Repeat word for word the part of the news release on grandparents raising children that begins at the words "California Agriculture Masthead" and stops after "of California Agriculture.".

→ **EXCERPT**:
········
California Agriculture Masthead
Issue date: Mar-April 2001
 

FOR IMMEDIATE RELEASE: January 19, 2001
"Grandparenting"on the rise in California, nation
Also in this issue: Cattle parasites, oak regeneration

Nearly 500,000 children in California are being raised in households headed by their grandparents, a number that has been rising steadily, a UC researcher reports in the March-April issue of California Agriculture.

Nationwide, 5% of children under 18 were being raised in grandparent-headed households in 1990, a 53% increase from 1970 (2000 data is not yet available for analysis). In California, the rate was even higher with an estimated 6.4% of children living in grandparent-headed households in 1990.

"The conditions faced by many of these grandparents are dire, and support services are usually not geared toward older parents," says Mary Blackburn, UC Cooperative Extension (UCCE) Advisor in Alameda County. “You can’t talk about parenting to a 75-year-old the same way that you talk to a teen parent.”
Through the 1990s, UCCE received numerous requests for information on children being raised by their grandparents, Blackburn says, but the state-specific census data had not been compiled and reviewed. Interim surveys conducted by the U.S. Census confirm the upward trend.

In a peer-reviewed study, Blackburn provides county-by-county data for children being raised by grandparents in California, and discusses the difficulties faced by older caregivers. “Custodial grandparents may have multiple health problems and experience severe stress when confronted with the attendant costs and responsibilities,” writes Blackburn, who has been an important advocate for California grandparents raising grandchildren.

Blackburn found that San Francisco County had the highest percentage of children under 18 who lived with their grandparents (10.62%), followed by Imperial County (9.03%). Mono County had the lowest percentage (2.22%), followed by Marin County (2.71%). Blackburn can be reached at (510) 567-6812.
Also in the March-April issue of California Agriculture:

Cattle parasites prevalent
In a major study of 35 herds across 16 counties representing a wide range of California’s climatic and geographic areas, 60 percent of cattle sampled (N = 1,323) that had not been dewormed within four months were shedding eggs and larvae of intestinal parasites in their manure. (The parasites included Strongylate nematodes, coccidia and tapeworms.) Furthermore, UC researchers found no relationship between diarrhea and parasitization, even though diarrhea is widely considered a symptom of parasitism. While deworming treatments are common for cattle, they may not be effective because of widespread pasture contamination by asymptomatic cattle shedding parasites.

Oak regeneration and animals, fire
California’s native oak woodlands are under increasing pressure from encroaching development and agriculture. Two studies published in California Agriculture provide important guidance for efforts to regenerate oak woodland habitat. In a 12-year trial, brush piles and mesh cages protected notoriously slow-growing blue oak seedlings from damage by large and small animals. The blue oaks in this study grew between one-half and one inch per year. In a second study, the majority of blue oak (70%) and coast live oak (56%) saplings resprouted within one year of a prescribed burn, UC researchers found. Prescribed fires “probably have little effect on overall sapling survival, and may benefit individual saplings by reducing competition and recycling nutrients,” the authors write.
········
→ **RECORDED DATA**:
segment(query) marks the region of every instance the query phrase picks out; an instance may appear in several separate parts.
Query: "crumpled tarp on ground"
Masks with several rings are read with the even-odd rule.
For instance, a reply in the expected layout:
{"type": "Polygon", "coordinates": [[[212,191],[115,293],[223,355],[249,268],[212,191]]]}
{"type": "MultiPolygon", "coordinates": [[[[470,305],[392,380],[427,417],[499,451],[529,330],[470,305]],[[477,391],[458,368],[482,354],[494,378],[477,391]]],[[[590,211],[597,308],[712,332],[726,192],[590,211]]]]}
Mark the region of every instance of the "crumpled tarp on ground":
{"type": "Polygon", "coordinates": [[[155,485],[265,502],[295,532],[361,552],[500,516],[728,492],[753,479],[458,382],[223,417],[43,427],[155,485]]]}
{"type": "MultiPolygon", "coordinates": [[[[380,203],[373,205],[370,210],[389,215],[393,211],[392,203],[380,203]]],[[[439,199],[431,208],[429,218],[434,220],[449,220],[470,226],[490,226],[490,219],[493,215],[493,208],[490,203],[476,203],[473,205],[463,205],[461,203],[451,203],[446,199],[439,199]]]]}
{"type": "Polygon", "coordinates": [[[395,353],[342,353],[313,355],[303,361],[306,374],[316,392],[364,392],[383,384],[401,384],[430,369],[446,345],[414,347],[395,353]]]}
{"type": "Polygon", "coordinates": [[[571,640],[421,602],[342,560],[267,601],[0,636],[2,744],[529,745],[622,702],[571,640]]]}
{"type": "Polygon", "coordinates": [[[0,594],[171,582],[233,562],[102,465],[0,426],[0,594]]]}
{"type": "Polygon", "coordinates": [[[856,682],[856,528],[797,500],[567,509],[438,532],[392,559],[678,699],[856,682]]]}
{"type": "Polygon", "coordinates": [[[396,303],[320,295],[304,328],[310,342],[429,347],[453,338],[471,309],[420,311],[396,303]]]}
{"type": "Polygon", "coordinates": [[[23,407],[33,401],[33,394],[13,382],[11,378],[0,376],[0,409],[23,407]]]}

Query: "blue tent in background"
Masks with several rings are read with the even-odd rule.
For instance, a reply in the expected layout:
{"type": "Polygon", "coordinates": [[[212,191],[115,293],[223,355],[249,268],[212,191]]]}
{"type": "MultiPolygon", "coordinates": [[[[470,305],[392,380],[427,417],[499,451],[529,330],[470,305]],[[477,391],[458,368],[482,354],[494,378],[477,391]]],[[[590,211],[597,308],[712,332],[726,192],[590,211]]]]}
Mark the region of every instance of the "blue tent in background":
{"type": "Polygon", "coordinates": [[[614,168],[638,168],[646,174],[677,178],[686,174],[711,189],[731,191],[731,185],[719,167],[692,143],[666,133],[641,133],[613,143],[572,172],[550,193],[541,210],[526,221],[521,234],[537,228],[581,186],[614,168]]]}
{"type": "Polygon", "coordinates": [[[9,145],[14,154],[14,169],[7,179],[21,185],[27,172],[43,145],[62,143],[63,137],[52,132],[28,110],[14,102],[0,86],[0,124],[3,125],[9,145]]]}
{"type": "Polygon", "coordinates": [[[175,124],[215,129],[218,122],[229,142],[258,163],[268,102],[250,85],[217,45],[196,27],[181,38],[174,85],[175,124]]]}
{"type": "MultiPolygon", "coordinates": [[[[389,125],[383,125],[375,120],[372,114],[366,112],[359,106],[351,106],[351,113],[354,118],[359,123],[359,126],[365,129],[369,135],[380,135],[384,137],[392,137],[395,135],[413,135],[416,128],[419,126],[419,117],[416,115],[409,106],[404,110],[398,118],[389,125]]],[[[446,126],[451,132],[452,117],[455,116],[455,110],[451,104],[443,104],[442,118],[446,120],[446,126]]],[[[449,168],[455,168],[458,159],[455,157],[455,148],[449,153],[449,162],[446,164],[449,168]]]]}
········
→ **THE ANSWER**:
California Agriculture Masthead
Issue date: Mar-April 2001
 

FOR IMMEDIATE RELEASE: January 19, 2001
"Grandparenting"on the rise in California, nation
Also in this issue: Cattle parasites, oak regeneration

Nearly 500,000 children in California are being raised in households headed by their grandparents, a number that has been rising steadily, a UC researcher reports in the March-April issue of California Agriculture.